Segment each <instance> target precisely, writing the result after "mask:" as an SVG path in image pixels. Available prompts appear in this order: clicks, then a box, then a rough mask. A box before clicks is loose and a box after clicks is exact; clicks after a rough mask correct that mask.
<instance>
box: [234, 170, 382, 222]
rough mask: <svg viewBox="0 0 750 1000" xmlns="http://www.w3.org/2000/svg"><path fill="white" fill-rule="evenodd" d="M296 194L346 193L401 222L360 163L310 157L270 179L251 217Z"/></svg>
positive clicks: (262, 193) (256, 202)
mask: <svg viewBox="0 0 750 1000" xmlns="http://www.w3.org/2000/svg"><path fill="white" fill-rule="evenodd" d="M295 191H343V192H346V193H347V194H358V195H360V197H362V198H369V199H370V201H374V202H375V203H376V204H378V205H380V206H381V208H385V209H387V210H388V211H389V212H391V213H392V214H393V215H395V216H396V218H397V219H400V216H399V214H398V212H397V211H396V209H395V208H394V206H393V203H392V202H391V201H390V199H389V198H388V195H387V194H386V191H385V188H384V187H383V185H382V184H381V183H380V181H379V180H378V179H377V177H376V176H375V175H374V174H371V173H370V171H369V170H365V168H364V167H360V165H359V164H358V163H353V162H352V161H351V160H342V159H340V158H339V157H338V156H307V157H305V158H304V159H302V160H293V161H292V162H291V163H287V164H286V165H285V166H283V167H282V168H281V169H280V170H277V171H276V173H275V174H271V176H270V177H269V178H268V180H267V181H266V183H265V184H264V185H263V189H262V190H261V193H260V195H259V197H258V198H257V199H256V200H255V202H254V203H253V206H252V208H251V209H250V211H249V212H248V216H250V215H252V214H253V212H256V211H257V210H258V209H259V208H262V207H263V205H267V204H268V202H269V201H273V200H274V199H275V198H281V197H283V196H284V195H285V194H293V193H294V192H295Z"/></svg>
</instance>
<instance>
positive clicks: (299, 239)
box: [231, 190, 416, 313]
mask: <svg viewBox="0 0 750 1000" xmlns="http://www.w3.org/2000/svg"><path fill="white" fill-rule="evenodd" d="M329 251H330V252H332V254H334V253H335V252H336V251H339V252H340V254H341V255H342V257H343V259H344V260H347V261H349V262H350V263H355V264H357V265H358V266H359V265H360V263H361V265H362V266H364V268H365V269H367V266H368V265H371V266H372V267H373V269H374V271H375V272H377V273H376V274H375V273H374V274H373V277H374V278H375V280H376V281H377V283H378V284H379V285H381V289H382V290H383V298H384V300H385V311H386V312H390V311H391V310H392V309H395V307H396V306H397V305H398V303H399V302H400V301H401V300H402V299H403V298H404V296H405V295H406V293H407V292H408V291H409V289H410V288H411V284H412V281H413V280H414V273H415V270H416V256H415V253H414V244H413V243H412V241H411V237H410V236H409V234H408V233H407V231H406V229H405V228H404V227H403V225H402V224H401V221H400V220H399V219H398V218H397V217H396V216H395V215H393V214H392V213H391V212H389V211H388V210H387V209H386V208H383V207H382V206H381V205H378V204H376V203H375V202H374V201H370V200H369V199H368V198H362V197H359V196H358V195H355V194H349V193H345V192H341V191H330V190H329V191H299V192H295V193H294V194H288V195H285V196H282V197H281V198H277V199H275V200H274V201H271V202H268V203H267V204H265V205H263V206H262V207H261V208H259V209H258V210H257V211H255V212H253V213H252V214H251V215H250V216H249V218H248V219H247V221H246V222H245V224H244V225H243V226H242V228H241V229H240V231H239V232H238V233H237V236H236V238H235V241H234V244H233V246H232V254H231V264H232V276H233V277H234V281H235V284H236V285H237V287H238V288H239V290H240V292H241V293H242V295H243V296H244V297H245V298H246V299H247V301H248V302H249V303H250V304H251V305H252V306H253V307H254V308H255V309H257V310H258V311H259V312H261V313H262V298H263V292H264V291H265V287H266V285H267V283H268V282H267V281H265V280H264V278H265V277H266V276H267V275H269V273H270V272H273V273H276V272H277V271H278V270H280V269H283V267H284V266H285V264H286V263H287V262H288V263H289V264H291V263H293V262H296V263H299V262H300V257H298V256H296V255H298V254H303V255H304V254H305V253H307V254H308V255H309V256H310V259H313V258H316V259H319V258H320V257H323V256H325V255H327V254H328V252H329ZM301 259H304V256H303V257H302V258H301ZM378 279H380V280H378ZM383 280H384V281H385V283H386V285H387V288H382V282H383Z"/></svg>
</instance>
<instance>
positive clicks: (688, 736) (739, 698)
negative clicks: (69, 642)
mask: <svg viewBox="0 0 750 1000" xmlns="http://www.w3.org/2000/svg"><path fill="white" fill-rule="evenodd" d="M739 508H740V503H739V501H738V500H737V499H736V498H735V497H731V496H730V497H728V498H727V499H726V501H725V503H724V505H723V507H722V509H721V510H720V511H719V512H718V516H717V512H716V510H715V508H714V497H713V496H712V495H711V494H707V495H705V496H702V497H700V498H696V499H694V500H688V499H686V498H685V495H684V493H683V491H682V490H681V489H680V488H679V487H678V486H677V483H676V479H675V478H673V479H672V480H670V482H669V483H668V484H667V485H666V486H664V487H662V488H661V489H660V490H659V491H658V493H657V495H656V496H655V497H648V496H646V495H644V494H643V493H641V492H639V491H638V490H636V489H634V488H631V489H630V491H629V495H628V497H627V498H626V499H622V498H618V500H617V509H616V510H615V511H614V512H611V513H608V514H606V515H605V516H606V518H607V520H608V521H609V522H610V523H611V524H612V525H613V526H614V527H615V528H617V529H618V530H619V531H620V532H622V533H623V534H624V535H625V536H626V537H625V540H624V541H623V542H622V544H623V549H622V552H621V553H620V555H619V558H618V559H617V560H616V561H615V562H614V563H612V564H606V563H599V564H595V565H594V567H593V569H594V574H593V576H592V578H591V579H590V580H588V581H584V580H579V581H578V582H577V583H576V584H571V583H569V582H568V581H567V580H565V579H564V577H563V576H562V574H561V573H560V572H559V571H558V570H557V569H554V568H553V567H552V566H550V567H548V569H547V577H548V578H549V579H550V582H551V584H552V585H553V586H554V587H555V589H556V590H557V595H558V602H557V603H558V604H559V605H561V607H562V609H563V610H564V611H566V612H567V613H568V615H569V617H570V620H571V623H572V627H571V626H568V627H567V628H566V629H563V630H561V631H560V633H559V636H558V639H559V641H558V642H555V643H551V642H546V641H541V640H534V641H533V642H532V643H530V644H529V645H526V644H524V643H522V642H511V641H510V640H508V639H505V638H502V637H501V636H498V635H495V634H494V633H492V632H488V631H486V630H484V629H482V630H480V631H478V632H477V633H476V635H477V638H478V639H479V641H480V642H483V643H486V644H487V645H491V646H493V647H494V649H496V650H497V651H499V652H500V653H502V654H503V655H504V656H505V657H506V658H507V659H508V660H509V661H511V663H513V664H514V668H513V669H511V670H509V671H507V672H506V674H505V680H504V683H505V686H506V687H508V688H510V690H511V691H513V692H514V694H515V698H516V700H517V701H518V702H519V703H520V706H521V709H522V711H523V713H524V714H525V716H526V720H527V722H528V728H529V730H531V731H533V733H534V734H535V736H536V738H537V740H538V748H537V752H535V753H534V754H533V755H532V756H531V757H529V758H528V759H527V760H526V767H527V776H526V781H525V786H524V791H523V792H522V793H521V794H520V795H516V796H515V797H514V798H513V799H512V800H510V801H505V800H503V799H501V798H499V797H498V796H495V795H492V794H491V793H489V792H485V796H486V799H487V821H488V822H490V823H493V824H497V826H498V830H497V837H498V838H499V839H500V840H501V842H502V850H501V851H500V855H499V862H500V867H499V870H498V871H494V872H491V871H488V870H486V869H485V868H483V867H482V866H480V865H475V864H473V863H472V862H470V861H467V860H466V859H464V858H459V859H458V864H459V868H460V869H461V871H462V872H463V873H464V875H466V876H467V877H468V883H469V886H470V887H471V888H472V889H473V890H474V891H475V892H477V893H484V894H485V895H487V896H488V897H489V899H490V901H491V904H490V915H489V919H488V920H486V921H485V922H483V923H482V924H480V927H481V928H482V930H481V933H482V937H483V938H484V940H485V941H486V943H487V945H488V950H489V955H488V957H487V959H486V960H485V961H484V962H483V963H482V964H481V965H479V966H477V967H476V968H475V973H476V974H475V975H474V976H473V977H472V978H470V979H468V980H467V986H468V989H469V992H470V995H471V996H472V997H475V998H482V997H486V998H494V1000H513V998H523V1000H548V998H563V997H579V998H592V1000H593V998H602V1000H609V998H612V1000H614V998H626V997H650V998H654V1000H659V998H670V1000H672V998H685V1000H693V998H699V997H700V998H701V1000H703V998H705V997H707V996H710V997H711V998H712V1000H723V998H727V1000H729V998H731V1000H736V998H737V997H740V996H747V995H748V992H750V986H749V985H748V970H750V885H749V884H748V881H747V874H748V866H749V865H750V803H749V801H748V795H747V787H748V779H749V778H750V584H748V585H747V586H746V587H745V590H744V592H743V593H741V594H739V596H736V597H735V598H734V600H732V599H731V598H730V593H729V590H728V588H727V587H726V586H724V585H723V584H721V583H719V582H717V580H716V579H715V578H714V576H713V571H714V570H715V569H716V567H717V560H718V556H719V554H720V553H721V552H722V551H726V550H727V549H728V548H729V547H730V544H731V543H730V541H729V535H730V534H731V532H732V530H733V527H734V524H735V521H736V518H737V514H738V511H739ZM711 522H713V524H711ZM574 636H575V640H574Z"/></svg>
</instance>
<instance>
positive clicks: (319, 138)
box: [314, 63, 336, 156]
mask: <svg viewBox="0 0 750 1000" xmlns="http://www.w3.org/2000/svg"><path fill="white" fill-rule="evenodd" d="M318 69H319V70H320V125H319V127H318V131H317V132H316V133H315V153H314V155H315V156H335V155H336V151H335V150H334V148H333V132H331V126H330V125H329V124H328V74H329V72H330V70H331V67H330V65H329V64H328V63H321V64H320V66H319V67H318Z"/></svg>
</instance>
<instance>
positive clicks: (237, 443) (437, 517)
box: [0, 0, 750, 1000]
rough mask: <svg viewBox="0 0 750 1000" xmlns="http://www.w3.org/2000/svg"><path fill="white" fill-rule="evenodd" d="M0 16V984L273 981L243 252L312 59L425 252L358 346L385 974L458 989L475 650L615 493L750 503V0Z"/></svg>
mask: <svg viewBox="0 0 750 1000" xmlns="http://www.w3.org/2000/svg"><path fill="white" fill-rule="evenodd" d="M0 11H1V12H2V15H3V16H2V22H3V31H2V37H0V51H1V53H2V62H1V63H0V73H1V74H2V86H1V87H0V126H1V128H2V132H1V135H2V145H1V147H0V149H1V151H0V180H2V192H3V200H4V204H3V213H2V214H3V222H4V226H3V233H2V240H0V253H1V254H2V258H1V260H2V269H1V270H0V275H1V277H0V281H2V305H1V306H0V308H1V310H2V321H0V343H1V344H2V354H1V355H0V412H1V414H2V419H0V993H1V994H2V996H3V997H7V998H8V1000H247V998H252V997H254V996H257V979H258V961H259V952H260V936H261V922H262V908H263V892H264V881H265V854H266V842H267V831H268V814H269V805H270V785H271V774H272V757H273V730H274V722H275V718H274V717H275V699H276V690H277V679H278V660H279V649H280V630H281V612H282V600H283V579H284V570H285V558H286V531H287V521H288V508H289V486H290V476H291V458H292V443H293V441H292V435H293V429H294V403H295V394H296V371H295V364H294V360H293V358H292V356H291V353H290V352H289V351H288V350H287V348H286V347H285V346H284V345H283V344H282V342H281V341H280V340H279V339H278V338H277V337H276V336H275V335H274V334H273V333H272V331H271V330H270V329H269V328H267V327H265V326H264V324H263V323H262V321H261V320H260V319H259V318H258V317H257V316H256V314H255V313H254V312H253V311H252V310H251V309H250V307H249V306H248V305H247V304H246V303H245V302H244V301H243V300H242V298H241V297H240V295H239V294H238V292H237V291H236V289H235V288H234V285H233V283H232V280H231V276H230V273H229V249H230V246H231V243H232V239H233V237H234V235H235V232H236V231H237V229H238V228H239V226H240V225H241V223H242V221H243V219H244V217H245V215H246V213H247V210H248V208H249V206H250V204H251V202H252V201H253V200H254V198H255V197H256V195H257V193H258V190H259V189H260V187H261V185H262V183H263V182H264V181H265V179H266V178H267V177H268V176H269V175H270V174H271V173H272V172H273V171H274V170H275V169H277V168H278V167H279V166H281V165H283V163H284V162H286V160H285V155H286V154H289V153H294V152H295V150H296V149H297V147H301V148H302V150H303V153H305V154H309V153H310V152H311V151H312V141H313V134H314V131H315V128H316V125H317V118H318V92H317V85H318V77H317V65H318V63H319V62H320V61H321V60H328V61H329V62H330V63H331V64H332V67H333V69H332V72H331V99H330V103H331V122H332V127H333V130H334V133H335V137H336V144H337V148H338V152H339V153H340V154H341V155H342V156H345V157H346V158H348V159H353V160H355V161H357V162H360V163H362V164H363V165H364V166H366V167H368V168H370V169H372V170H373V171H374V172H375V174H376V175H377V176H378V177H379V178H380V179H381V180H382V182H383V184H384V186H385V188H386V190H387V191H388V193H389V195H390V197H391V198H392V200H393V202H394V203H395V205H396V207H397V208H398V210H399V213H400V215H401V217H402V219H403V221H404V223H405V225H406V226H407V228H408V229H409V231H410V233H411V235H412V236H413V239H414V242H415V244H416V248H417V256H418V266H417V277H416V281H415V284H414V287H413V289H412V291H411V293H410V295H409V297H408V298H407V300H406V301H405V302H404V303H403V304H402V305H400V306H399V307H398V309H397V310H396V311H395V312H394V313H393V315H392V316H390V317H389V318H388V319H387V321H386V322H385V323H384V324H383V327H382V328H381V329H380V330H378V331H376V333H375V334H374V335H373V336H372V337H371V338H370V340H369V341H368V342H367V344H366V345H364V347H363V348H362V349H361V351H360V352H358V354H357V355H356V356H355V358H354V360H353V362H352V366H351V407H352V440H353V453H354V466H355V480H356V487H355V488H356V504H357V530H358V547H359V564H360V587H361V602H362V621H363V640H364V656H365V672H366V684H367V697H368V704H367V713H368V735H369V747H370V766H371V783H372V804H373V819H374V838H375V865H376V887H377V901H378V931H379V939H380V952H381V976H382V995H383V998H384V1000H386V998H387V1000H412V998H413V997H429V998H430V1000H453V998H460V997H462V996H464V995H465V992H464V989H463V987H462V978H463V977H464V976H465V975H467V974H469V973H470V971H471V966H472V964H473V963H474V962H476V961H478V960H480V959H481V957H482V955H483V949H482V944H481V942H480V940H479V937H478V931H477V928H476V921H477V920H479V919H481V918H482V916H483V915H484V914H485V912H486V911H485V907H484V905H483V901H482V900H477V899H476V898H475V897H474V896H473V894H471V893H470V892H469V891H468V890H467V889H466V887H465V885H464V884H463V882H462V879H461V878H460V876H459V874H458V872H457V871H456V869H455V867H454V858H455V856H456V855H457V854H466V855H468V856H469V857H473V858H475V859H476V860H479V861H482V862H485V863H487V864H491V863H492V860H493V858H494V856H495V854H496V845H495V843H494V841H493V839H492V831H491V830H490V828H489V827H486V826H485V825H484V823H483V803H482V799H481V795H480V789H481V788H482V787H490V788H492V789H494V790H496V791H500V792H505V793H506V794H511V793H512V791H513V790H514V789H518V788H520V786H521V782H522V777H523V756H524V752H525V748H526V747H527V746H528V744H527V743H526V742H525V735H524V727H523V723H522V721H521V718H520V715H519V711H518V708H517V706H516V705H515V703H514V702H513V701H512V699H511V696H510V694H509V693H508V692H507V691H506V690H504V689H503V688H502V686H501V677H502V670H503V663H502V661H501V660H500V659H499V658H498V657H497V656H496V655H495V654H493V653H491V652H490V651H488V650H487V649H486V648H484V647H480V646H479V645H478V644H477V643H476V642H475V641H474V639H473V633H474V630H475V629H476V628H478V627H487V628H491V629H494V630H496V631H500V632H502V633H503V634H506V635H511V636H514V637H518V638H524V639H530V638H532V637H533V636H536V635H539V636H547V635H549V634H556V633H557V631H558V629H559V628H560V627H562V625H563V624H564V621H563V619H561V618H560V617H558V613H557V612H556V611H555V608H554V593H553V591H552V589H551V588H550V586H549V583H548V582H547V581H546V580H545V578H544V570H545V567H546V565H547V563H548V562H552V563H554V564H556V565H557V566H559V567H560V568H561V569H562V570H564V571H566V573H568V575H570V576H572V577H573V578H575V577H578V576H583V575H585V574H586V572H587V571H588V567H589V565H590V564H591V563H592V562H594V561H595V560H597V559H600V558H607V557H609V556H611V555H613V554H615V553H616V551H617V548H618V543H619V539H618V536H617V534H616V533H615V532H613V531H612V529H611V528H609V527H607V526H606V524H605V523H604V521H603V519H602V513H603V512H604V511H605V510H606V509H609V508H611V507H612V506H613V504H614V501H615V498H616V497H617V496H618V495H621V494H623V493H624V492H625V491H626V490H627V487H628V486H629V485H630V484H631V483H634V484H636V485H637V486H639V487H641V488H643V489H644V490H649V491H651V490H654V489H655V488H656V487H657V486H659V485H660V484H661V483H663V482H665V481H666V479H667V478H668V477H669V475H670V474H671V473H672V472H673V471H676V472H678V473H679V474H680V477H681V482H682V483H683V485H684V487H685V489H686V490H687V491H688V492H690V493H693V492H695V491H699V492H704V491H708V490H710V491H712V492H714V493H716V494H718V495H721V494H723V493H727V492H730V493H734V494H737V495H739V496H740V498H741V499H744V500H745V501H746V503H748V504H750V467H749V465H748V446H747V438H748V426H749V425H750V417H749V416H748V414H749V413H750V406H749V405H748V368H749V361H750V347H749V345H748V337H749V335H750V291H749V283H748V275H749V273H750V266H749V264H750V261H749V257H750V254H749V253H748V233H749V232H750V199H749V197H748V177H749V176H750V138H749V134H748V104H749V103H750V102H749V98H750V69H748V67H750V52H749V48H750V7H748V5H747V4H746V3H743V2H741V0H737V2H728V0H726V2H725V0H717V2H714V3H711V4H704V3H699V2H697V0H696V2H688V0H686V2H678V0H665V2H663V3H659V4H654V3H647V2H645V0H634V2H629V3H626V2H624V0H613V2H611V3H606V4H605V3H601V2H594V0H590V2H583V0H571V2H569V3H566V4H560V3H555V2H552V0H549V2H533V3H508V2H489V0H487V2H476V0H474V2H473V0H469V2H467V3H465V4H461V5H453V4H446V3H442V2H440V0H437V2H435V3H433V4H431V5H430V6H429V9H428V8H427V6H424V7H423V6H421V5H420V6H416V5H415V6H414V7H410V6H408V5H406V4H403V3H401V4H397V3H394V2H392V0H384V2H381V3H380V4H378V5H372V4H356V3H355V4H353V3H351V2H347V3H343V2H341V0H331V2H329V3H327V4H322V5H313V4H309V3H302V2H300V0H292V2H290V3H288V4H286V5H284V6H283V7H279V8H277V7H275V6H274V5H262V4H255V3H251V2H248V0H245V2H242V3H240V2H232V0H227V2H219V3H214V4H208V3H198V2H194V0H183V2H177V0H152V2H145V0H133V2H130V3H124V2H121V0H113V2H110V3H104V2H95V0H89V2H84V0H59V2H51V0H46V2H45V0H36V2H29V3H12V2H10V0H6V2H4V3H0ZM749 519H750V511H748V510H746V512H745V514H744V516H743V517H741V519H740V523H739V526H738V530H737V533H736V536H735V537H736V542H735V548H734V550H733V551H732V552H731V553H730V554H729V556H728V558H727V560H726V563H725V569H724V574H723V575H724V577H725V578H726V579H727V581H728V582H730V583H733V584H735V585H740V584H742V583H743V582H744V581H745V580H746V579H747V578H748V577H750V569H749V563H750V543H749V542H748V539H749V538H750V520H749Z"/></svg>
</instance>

☆ ☆ ☆

The reply should hold only the lines from the first line of the listing above through the line with "194L346 193L401 222L360", each copied exactly.

Segment each <instance> target precisely, writing the result after "mask:" as an SVG path in image pixels. Available prompts appear in this order: clicks, then a box, then a rough mask. A box before clicks is loose and a box after clicks is exact; clicks after a rough mask correct that mask.
<instance>
box: [234, 170, 382, 222]
rough mask: <svg viewBox="0 0 750 1000" xmlns="http://www.w3.org/2000/svg"><path fill="white" fill-rule="evenodd" d="M296 194L346 193L401 222L360 163L310 157L270 179L251 217Z"/></svg>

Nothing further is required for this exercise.